TUGAS YANG DIMINTA:
1. Menurut ulasan novel Belenggu, siapa istri dokter Sukartono?
2. Saring baris-baris di bawah, lalu salin setiap baris yang memuat kata "silver".

Friday, 2 March 2007

Belenggu

Rating:★★★★★
Category:Books
Genre: Literature & Fiction
Author:Armijn Pane
Merasakan Belenggu Armijn Pane

Tokoh dalam kisah:
1. Dokter Sukartono, disapa Tono
2. Sumartini, disapa Tini, istri dokter Sukartono
3. Rohayah alias Nyonya Eni alias Siti Hayati, disapa Yah, teman kecil dokter Sukartono
4. Hartono alias Abdul Syukur, disapa Har, teman sekolah dokter Sukartono sewaktu di Malang
5. Karno, bujang pasangan Tono dan Tini
6. Abdul, supir Tono
7. Pasangan Mangunsucipto dan Tati, paman dan bibi Tini
8. Ibu Rusdio, Nyonya Sutatmo, Nyonya Sumarjo, Aminah

Barisan kata di halaman pertama novel Belenggu begitu kuat membawa imajinasi pembaca ke masa lampau, masa Indonesia masih terbilang bayi. Cara berbahasa yang diajukan Armijn sangat kuat mencitrakan betapa tata bahasa yang dituliskannya sangat berbeda dari tata bahasa Indonesia zaman kini. Misal saja, di paragraph pertama bagian pertama novel, tertulis: Seperti biasa, setibanya di rumah lagi, dokter Sukartono terus saja menghampiri meja kecil, di ruang tengah, dibawah tempat telepon. Bagi saya, perbedaan zaman yang mencolok itu terekam dalam frasa ‘… dokter Sukartono terus saja menghampiri …’
Ketika membaca frasa tersebut, saya merasa ada kejanggalan berpikir. Penyebabnya adalah kata ‘terus.’ Bagi saya pribadi, kalimat yang digunakan Armijn Pane dapat saya kategorikan sebagai tata bahasa Indonesia klasik. Dan dalam tata bahasa Indonesia modern (baca: setelah Ejaan Yang Di-Sempurnakan), kata ‘terus’ diganti dengan kata ‘selalu,’ sehingga frasa tersebut tertulis: ‘… dokter Sukartono selalu saja menghampiri …’ Dugaan saya, di masa Armijn Pane menulis novel Belenggu, bahasa Indonesia belum mengenal kata ‘selalu.
Uniknya, bagi saya, perbedaan tata bahasa antara penulis yang hidup di era tata bahasa Indonesia klasik dengan pembaca yang hidup di era tata bahasa Indonesia modern tidak berdampak negatif. Pembacaan atas naskah Belenggu tidak terganggu, malahan memikat disebabkan ketegangan yang muncul antara tata bahasa Indonesia klasik dengan tata bahasa Indonesia modern. Saya seakan terus terpancing—tentunya disamping menyelami apa yang hendak dikisahkan Armijn Pane—untuk menikmati keindahan tata bahasa Indonesia klasik; dan bagi saya tata bahasa Indonesia klasik itu memang memiliki keistimewaan yang disebabkan kekentalan intonasi dalam setiap kalimat. Berdasarkan pengalaman membaca karya sastra Indonesia dalam tata bahasa Indonesia modern, saya menyimpulkan, unsur intonasi dalam kalimat terasa tak menonjol.

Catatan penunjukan
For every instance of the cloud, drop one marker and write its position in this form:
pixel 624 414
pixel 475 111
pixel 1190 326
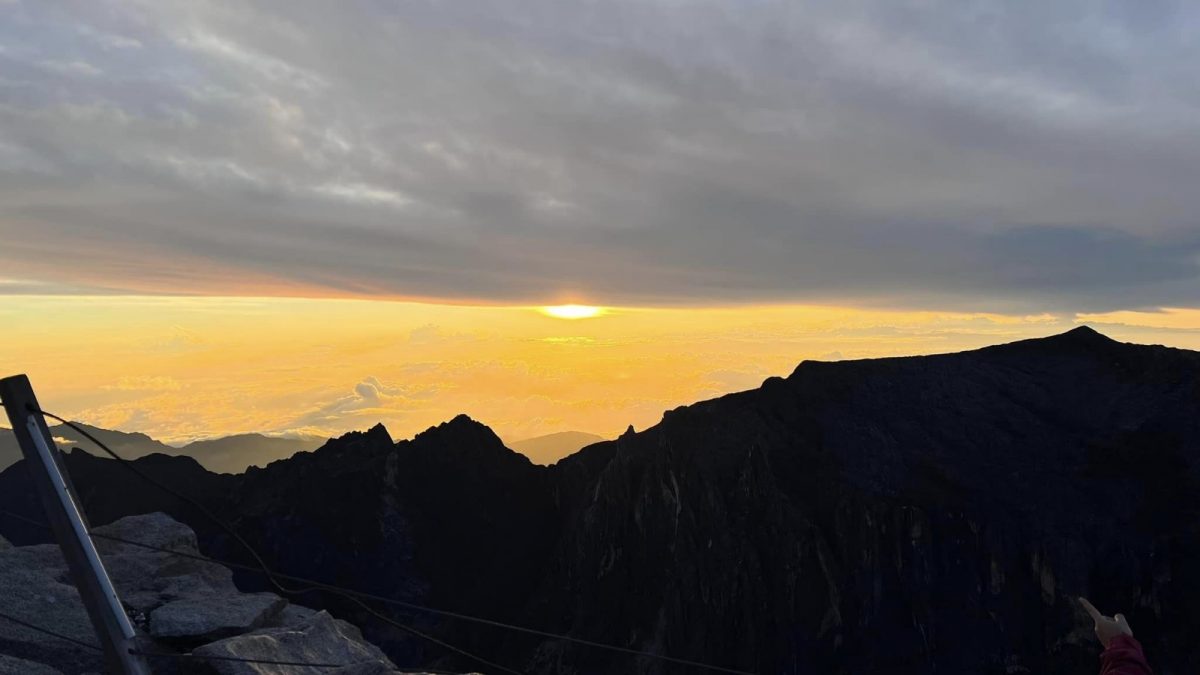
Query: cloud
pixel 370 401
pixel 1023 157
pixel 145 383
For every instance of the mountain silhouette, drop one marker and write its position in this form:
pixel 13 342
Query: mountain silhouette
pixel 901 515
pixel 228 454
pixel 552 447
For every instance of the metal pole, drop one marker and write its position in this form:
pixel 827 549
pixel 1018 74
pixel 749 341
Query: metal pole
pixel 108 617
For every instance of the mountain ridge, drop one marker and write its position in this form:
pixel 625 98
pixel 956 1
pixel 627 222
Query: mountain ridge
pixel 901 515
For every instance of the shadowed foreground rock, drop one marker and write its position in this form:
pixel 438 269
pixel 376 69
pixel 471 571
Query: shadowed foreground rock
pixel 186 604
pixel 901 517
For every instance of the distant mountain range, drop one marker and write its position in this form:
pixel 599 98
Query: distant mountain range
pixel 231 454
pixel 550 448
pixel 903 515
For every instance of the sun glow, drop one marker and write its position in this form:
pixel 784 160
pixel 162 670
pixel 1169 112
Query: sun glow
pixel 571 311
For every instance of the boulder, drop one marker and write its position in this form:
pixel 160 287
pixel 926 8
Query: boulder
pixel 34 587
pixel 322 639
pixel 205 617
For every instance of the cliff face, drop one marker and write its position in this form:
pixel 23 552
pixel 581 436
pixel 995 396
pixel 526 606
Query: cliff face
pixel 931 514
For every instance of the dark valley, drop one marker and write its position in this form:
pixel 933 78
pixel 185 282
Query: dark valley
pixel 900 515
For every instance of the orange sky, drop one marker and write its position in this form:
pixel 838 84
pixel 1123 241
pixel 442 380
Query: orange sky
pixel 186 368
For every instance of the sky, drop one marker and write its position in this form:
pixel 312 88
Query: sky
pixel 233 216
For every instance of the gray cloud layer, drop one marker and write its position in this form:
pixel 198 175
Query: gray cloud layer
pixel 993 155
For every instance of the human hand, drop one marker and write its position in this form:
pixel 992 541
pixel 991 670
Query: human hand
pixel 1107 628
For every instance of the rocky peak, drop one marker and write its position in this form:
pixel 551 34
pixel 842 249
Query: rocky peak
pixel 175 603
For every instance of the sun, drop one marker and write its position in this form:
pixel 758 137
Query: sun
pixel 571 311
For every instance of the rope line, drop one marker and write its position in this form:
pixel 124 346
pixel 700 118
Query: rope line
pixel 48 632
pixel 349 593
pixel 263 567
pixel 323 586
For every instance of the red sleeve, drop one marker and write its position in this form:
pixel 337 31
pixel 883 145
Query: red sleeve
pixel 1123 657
==
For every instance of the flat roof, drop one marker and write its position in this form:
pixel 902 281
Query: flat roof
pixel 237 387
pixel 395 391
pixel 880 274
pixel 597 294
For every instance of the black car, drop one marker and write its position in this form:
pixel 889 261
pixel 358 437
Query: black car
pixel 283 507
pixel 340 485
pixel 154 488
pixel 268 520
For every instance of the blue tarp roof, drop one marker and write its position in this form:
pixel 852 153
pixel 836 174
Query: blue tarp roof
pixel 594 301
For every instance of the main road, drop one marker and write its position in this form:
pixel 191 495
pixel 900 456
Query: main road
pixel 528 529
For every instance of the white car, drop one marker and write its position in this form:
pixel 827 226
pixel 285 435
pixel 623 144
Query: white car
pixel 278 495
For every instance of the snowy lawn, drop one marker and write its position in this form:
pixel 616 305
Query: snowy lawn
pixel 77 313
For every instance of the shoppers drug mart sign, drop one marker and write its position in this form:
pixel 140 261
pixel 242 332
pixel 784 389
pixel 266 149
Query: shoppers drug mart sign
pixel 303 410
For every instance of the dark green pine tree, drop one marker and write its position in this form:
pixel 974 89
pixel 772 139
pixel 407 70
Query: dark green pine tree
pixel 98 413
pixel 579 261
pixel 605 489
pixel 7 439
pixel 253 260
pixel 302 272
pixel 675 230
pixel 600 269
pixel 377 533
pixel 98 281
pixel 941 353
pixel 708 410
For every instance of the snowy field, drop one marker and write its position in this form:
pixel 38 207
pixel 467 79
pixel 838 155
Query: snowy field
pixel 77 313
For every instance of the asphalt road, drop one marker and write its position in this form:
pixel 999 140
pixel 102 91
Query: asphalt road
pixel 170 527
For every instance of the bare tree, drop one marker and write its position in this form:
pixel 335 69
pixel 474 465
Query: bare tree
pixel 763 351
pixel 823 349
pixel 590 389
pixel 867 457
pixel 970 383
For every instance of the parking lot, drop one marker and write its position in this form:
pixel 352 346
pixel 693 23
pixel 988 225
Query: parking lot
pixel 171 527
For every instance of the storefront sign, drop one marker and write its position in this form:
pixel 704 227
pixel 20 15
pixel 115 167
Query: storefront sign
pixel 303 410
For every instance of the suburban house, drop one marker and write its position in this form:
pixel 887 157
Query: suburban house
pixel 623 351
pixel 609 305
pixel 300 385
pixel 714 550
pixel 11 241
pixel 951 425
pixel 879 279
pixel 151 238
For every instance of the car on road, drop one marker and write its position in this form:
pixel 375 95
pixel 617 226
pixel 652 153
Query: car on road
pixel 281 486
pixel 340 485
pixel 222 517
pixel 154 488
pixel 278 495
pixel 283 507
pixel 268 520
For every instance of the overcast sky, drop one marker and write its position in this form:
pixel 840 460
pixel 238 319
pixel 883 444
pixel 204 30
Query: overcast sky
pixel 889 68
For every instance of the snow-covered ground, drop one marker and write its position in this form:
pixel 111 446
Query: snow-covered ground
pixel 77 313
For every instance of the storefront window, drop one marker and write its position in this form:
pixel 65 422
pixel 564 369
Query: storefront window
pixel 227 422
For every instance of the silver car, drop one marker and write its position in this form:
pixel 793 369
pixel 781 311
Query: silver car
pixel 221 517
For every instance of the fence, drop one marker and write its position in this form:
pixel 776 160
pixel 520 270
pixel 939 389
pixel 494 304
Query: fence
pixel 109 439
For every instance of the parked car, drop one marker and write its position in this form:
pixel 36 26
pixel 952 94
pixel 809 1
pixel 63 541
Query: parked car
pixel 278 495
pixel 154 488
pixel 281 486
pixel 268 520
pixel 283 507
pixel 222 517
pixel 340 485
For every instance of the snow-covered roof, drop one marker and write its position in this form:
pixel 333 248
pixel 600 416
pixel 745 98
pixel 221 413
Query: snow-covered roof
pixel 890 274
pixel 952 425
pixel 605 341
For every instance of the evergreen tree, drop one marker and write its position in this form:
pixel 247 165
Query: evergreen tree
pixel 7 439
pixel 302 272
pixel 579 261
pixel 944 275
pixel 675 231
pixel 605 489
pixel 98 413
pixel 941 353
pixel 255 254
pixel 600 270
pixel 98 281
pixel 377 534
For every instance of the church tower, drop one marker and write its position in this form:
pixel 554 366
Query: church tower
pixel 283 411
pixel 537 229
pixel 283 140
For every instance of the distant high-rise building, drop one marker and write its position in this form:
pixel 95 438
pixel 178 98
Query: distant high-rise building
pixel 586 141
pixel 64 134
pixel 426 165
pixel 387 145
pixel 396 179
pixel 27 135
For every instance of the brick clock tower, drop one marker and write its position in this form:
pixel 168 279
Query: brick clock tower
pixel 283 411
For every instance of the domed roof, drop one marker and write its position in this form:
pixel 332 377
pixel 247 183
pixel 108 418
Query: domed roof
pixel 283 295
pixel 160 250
* * *
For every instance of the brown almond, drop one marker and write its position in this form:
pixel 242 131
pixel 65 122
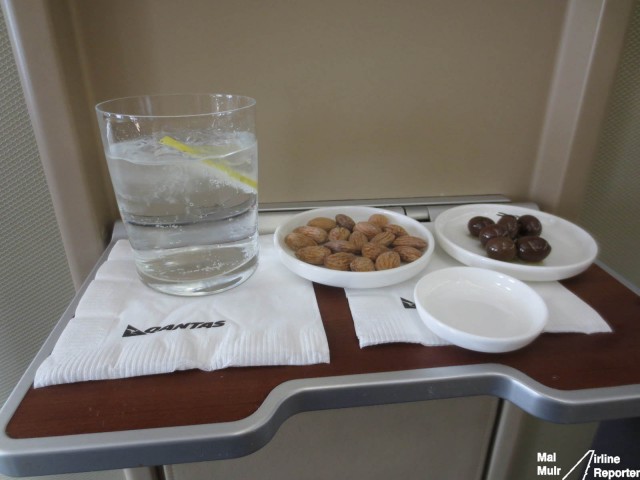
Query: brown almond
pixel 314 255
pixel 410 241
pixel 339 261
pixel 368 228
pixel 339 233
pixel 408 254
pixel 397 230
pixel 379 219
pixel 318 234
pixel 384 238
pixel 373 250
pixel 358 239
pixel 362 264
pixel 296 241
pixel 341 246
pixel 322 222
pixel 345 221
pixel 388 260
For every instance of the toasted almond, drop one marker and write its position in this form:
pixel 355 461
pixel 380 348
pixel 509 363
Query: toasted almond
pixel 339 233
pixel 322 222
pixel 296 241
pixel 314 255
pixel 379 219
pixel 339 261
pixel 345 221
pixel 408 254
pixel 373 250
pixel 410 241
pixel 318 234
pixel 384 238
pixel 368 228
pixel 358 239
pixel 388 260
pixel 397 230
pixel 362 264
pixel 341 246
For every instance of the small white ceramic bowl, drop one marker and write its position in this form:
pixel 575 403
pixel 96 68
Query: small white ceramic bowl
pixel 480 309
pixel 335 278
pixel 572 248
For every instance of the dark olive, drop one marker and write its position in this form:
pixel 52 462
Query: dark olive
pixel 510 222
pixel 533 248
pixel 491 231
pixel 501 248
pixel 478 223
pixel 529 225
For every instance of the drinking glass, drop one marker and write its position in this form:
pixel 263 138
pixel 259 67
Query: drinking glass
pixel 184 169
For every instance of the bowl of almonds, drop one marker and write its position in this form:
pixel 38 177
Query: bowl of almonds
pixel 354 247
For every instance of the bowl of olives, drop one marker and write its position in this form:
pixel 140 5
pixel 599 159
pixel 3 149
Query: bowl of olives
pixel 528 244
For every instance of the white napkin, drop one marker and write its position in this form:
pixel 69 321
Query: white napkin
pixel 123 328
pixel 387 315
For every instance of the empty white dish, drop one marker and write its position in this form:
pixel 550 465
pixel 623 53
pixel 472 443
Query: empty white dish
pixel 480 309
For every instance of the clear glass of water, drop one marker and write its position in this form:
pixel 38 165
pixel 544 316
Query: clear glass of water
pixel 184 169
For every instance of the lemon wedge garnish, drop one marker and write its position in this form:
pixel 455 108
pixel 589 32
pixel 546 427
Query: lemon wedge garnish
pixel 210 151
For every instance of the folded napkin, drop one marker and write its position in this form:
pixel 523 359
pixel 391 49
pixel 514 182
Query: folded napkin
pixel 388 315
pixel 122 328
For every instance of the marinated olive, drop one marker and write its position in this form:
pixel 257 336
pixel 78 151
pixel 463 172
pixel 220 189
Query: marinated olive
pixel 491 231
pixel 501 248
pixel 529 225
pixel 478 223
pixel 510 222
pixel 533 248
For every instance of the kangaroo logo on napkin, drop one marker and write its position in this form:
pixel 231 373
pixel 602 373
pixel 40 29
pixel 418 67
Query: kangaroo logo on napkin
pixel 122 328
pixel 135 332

JAWABAN:
1. Sumartini, yang disapa Tini.

2.
For every instance of the silver car, drop one marker and write its position in this form:
Query: silver car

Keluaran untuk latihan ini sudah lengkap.